> _PROBLEM TO WORK ON_:
Give exactly the lines from the one with "Task | locate the bush" through the final line of the listing below, both included, leaving out any pictures.

* * * * *

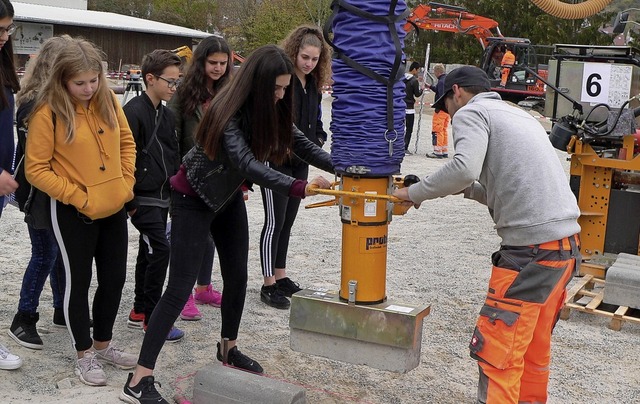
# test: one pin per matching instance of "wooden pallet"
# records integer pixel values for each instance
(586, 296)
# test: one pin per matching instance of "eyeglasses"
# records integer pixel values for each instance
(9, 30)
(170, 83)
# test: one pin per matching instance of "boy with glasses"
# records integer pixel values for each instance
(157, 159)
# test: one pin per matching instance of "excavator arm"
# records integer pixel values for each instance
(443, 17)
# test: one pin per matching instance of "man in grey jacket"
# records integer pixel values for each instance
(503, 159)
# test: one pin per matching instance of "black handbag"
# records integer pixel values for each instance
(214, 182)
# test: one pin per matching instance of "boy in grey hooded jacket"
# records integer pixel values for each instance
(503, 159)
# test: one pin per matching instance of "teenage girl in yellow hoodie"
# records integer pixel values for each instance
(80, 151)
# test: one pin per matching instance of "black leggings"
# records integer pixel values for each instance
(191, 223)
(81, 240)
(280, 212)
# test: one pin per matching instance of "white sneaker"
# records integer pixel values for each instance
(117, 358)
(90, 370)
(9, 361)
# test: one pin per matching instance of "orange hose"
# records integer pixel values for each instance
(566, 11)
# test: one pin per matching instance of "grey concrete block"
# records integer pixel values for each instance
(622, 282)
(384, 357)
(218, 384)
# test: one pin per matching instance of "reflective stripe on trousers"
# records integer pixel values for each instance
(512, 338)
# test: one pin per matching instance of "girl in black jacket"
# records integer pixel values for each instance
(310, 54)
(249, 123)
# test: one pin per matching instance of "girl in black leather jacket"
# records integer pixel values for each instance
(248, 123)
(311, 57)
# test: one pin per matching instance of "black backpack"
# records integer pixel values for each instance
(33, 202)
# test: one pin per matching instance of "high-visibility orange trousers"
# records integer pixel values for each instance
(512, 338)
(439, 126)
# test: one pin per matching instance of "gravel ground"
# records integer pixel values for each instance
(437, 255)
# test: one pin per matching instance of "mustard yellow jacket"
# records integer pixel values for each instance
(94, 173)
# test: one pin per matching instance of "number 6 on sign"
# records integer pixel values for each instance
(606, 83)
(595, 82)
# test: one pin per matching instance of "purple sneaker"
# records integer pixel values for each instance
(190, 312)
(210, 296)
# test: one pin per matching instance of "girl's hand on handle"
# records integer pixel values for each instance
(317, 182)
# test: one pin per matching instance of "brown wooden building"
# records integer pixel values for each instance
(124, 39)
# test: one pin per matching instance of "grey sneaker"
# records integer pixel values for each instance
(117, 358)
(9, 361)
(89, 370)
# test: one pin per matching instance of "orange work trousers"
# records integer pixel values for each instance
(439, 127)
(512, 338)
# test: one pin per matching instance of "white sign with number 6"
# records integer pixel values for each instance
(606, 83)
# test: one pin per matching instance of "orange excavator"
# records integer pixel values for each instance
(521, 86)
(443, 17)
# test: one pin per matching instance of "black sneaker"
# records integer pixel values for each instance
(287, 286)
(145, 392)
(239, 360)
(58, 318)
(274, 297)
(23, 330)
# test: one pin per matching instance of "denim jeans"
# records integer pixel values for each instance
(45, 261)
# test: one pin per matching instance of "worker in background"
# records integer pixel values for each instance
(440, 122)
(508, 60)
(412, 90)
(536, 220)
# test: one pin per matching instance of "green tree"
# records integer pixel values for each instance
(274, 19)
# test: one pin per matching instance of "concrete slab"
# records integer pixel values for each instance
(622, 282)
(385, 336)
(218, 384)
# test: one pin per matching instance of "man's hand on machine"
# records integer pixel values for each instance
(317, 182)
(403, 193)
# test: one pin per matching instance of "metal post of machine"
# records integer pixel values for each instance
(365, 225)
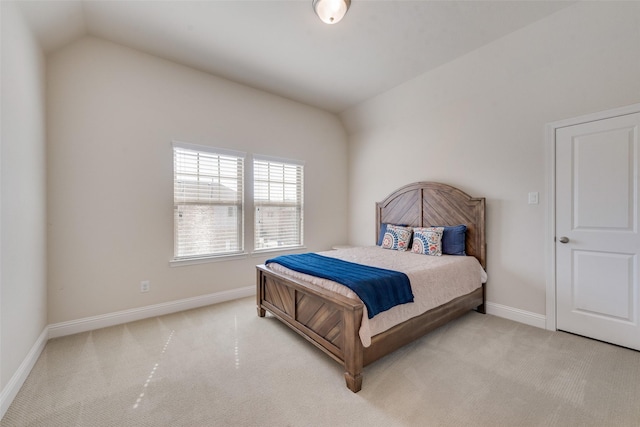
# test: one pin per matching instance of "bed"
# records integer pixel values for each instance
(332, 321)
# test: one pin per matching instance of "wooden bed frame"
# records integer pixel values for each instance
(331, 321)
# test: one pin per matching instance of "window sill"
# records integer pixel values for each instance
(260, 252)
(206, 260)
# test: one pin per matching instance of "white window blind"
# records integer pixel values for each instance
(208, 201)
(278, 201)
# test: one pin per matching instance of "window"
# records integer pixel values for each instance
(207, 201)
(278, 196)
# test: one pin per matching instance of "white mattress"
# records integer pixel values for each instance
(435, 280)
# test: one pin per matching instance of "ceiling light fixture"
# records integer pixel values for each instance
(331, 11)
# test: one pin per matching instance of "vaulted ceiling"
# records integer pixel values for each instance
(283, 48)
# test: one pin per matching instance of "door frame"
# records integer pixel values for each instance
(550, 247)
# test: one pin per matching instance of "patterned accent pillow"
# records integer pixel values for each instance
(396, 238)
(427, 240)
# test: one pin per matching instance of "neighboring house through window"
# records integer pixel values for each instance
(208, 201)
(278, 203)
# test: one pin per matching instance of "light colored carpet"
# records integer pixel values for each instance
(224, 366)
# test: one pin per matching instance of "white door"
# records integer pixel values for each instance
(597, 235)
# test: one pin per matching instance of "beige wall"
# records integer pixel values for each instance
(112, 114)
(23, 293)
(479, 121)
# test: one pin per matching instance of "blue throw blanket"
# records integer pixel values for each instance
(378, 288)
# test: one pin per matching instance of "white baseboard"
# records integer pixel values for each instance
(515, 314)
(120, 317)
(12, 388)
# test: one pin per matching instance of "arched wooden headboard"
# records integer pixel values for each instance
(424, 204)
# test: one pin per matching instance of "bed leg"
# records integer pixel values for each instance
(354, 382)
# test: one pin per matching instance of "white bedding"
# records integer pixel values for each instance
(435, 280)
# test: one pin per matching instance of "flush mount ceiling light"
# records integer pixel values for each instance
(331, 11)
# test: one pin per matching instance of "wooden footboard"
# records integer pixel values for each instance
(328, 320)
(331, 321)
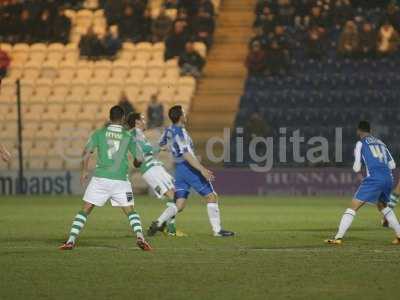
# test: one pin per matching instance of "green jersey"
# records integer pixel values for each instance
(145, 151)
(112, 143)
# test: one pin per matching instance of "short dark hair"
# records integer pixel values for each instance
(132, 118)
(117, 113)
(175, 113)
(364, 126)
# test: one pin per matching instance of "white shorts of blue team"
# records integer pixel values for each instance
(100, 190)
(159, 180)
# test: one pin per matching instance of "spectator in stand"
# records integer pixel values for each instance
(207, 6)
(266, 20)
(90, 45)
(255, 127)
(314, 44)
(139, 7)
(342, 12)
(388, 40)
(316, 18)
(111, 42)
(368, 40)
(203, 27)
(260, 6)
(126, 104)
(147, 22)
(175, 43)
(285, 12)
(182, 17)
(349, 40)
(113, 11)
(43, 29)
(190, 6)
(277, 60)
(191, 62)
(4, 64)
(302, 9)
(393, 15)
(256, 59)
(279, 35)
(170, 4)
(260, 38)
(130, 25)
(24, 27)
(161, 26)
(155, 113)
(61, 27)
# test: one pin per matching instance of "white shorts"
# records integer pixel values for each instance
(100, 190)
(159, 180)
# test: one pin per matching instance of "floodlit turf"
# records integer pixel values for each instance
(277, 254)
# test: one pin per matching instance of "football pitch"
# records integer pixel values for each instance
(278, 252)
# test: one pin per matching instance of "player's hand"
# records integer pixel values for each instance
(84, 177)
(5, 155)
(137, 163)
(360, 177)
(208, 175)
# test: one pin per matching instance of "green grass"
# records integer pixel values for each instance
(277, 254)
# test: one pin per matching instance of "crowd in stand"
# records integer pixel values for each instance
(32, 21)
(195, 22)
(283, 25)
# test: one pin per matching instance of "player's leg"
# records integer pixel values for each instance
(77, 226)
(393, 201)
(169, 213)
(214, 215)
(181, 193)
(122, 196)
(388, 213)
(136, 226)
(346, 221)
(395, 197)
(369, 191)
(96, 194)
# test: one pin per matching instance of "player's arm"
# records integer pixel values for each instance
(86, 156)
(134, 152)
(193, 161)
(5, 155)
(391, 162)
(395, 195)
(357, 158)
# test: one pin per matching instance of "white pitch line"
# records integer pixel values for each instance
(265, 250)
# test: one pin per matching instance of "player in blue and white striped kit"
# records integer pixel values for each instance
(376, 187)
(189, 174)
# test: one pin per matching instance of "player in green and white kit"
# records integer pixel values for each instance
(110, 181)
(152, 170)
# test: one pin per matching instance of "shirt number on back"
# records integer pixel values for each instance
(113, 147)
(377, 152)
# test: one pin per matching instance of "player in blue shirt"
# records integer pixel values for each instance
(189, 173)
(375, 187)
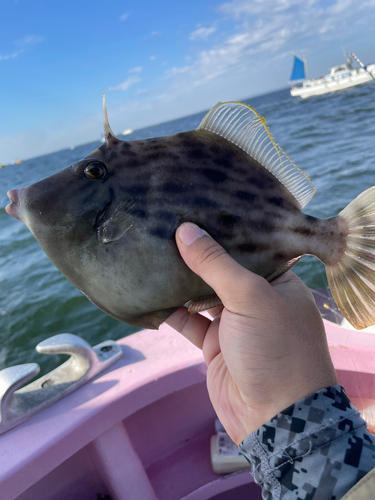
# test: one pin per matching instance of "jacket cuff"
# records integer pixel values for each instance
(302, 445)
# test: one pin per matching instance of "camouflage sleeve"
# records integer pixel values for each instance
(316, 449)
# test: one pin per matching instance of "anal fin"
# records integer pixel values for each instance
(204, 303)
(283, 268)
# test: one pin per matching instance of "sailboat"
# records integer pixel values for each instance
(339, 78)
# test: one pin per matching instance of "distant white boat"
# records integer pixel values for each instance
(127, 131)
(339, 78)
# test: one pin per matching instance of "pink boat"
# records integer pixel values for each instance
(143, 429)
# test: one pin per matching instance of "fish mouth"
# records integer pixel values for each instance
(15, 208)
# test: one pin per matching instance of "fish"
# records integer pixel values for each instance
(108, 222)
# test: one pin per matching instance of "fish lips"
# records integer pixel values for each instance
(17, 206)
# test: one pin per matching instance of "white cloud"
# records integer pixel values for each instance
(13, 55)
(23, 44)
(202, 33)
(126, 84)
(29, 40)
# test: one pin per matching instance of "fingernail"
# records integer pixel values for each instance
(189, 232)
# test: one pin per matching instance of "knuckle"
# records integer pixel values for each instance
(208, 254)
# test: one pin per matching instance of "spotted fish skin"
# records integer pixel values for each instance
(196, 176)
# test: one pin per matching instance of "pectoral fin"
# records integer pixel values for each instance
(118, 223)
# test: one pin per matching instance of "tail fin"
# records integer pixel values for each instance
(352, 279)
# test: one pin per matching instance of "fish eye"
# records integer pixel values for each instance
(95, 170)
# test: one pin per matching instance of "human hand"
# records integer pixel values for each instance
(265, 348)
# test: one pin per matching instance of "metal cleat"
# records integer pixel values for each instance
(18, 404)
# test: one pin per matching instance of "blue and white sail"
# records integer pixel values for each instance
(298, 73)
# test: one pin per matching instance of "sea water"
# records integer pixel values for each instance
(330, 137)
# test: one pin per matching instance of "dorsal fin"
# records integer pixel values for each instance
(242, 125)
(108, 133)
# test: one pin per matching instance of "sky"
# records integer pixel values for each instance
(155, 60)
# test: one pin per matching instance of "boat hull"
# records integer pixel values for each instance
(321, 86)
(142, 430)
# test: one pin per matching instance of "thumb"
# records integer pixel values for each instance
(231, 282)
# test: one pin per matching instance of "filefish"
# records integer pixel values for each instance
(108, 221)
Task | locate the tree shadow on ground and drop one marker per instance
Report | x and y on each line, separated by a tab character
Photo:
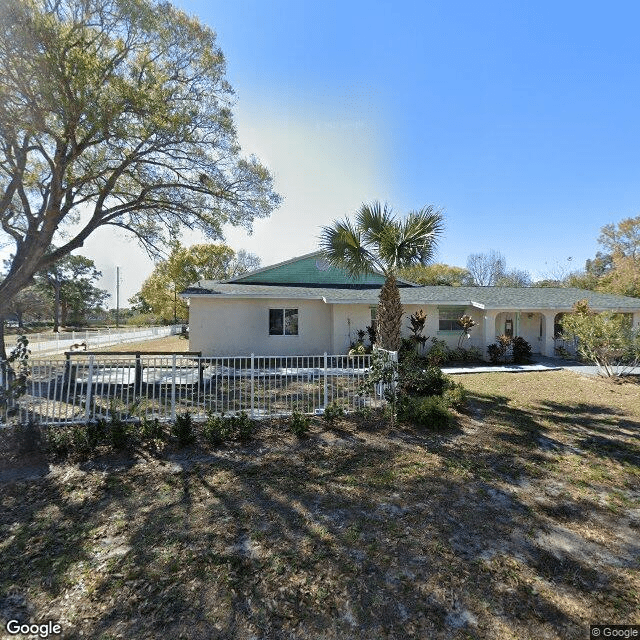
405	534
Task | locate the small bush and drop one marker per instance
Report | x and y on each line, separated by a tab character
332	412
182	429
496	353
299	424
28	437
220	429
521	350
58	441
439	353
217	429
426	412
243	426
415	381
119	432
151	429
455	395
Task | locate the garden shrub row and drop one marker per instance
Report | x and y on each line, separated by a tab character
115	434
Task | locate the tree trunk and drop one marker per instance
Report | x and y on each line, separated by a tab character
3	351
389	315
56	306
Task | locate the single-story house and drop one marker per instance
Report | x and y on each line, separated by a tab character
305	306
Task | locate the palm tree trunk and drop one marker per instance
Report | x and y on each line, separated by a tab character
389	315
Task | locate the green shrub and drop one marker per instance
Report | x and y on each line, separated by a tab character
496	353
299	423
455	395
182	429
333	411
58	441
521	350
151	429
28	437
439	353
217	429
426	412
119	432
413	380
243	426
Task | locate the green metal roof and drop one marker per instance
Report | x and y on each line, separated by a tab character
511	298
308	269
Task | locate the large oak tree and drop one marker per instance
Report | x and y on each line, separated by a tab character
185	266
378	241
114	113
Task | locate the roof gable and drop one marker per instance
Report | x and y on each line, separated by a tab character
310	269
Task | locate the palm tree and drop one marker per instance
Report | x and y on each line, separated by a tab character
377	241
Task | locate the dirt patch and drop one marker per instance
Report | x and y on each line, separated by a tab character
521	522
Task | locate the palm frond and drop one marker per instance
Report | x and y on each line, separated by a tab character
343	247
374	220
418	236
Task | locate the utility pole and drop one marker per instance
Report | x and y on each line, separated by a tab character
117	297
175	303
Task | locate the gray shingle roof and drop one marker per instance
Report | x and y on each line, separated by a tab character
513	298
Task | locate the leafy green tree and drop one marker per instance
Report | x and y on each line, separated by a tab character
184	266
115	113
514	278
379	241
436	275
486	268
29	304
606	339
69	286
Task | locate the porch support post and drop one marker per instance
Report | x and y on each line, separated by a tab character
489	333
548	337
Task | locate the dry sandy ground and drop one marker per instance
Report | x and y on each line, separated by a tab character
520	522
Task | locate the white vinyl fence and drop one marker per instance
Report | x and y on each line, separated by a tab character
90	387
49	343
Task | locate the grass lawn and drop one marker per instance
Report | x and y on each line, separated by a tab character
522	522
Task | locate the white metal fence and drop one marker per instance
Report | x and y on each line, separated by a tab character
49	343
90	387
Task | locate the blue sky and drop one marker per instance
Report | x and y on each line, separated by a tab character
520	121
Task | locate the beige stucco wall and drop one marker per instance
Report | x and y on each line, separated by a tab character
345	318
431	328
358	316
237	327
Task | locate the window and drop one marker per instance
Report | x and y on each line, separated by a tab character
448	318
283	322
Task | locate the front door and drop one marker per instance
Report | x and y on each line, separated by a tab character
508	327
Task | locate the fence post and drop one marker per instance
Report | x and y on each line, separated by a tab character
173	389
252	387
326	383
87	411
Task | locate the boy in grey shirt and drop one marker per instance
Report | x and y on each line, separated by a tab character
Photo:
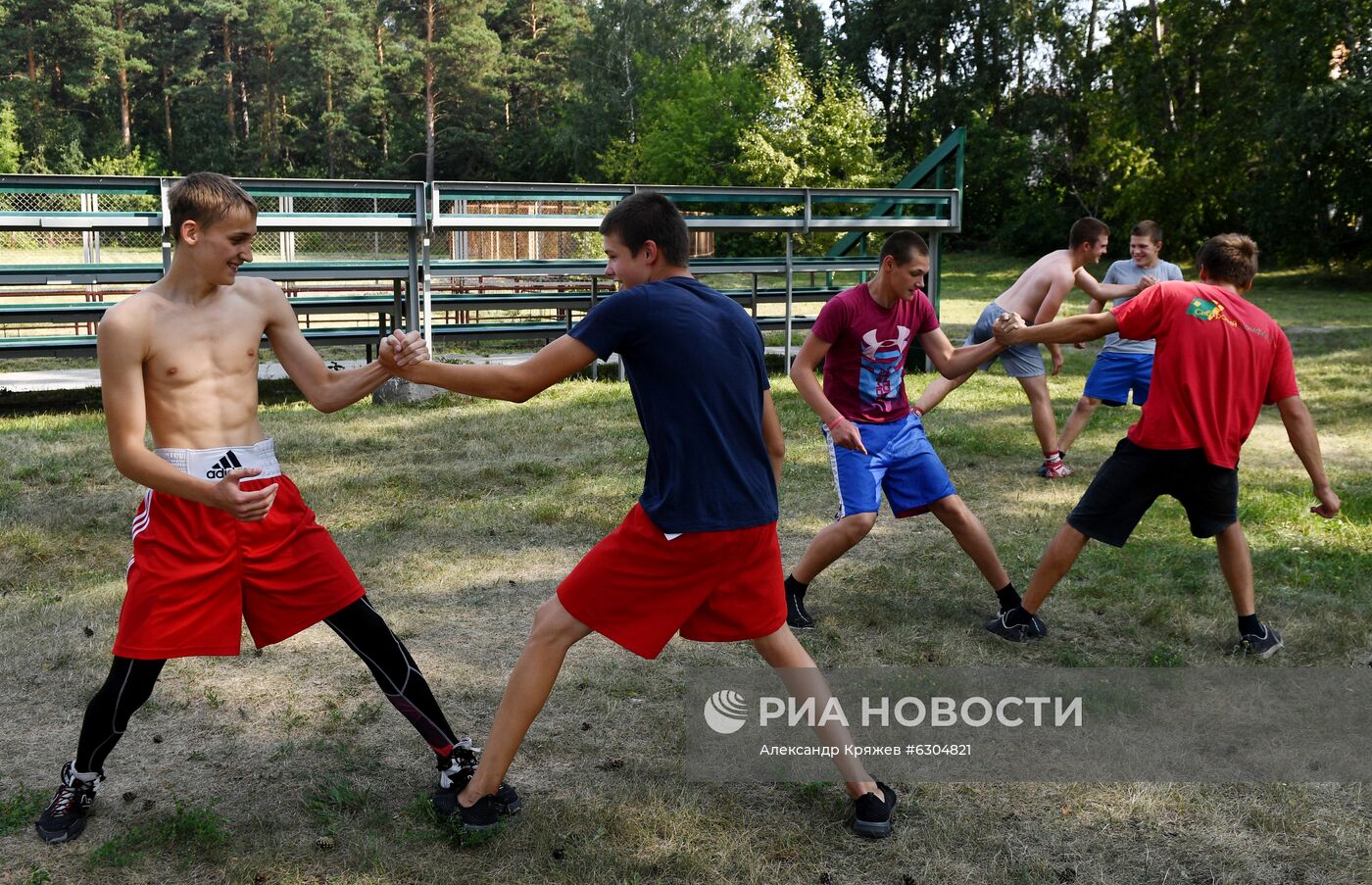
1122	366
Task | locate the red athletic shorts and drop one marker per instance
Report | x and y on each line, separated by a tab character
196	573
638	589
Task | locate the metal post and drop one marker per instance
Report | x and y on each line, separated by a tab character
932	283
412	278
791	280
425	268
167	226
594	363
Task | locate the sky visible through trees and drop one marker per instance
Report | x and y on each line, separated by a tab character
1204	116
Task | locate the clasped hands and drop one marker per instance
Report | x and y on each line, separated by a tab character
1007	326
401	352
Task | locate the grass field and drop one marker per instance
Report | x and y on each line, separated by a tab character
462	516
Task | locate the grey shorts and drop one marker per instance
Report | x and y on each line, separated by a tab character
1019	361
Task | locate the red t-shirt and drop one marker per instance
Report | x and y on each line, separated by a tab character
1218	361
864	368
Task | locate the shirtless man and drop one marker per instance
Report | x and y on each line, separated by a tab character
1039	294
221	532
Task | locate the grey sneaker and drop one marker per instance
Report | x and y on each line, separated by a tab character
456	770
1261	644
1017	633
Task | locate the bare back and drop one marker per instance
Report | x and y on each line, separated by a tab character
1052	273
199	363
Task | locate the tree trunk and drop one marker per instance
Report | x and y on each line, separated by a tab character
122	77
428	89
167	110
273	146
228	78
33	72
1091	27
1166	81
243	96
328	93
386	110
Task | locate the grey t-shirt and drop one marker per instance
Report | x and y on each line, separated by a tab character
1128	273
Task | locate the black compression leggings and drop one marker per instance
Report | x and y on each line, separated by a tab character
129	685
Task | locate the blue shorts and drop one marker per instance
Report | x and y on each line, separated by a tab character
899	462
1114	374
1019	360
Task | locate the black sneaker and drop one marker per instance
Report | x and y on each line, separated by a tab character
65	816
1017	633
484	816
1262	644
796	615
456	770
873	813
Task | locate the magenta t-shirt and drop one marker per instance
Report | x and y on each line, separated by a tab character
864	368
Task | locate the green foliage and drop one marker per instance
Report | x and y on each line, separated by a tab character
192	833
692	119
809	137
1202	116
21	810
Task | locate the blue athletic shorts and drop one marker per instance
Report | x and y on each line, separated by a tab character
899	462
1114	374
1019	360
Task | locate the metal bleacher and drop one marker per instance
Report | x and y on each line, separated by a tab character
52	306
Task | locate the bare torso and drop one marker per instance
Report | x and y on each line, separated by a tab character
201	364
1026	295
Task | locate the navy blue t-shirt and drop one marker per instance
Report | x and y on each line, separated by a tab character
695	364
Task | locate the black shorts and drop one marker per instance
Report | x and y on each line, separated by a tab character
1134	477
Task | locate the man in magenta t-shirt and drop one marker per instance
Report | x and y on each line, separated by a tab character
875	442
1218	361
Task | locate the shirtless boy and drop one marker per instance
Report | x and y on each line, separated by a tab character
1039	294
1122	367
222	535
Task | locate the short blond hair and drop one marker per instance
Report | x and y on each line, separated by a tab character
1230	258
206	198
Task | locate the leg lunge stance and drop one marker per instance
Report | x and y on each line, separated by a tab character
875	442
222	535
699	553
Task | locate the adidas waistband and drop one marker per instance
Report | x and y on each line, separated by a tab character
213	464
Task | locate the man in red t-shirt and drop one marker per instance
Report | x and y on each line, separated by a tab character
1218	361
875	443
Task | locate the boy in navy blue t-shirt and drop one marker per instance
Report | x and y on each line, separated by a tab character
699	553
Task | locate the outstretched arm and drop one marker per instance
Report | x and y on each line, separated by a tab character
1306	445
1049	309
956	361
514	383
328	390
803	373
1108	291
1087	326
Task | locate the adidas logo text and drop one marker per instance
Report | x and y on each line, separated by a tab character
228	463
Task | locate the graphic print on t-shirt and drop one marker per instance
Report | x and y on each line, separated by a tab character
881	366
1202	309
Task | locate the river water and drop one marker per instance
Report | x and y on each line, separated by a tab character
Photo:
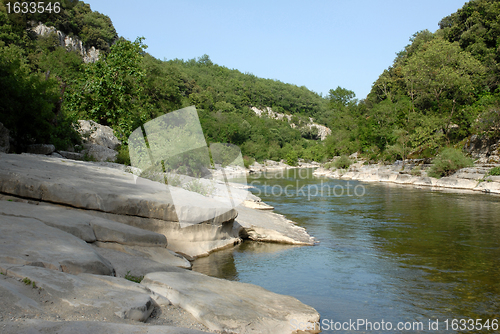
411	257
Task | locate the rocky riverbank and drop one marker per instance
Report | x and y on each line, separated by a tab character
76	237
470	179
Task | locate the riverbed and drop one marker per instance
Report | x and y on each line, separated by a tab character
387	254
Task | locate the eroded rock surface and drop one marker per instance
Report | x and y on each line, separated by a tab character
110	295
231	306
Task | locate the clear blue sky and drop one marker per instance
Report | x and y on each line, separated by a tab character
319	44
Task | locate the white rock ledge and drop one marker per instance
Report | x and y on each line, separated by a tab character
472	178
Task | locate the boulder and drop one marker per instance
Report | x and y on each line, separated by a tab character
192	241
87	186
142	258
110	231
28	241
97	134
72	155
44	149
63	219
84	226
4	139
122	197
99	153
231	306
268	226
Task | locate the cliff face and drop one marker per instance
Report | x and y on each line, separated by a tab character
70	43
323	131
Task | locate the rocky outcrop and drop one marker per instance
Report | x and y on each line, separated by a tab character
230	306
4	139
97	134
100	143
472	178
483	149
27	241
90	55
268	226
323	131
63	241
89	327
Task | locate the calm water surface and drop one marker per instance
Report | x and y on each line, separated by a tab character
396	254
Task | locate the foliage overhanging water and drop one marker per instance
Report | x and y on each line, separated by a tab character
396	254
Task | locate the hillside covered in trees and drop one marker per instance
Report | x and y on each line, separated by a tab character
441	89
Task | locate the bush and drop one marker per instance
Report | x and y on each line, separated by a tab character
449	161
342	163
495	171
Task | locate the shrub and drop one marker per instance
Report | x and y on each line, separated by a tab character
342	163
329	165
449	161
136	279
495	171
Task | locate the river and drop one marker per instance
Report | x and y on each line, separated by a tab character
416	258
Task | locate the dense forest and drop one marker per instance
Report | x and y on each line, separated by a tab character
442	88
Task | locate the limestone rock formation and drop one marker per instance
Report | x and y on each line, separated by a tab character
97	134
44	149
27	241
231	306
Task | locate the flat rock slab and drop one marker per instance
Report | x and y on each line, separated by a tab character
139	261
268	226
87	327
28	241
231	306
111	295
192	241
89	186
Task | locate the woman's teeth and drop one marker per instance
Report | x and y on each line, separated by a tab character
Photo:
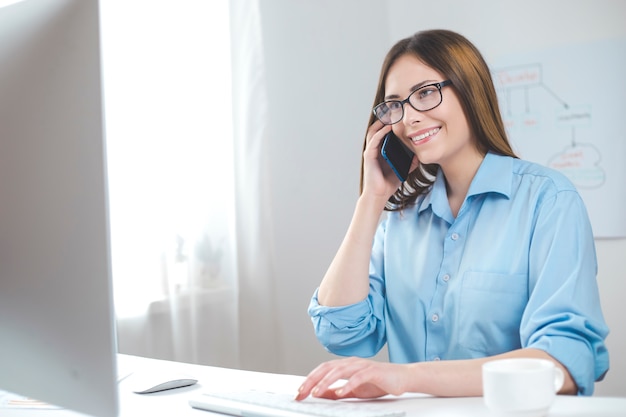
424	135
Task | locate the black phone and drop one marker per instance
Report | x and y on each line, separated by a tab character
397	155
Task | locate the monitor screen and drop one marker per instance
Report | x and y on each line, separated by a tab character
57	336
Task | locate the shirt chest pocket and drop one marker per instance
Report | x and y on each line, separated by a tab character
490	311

* * * * *

> _THE RESPONSE_:
Task | locate the bush and drop one marker per instance
Report | x and y on each line, separated by a tab character
449	161
342	163
495	171
Task | locate the shrub and drop one marker per instance
Report | x and y on each line, separated by a tab character
342	163
329	165
449	161
136	279
495	171
Task | locate the river and drop one marker per instance
Report | x and y on each line, separated by a tab character
416	258
Task | locate the dense forest and drop one marker per instance
Report | x and y on each line, separated by a tab character
442	88
Task | locate the limestone rock formation and drop one marker per instance
Report | x and y on each line, separated by a tab character
97	134
44	149
27	241
231	306
Task | locate the flat rock slab and drop one marker per instance
Report | x and y on each line, separated by a tab character
139	261
268	226
87	327
28	241
231	306
111	295
192	241
89	186
Task | locate the woman's teeth and drop one marker per instance
Report | x and y on each line, separated by a tab character
Photo:
424	135
Task | locate the black phone and drop one marker per instance
Report | x and y on each line, separated by a tab character
397	155
Task | locate the monitor screen and drop one marker per instance
Report | x and y on each line, separated by a tab character
57	336
Task | locate the shirt chest pocket and drop one marker per instance
Report | x and y on each line, separated by a tab character
490	311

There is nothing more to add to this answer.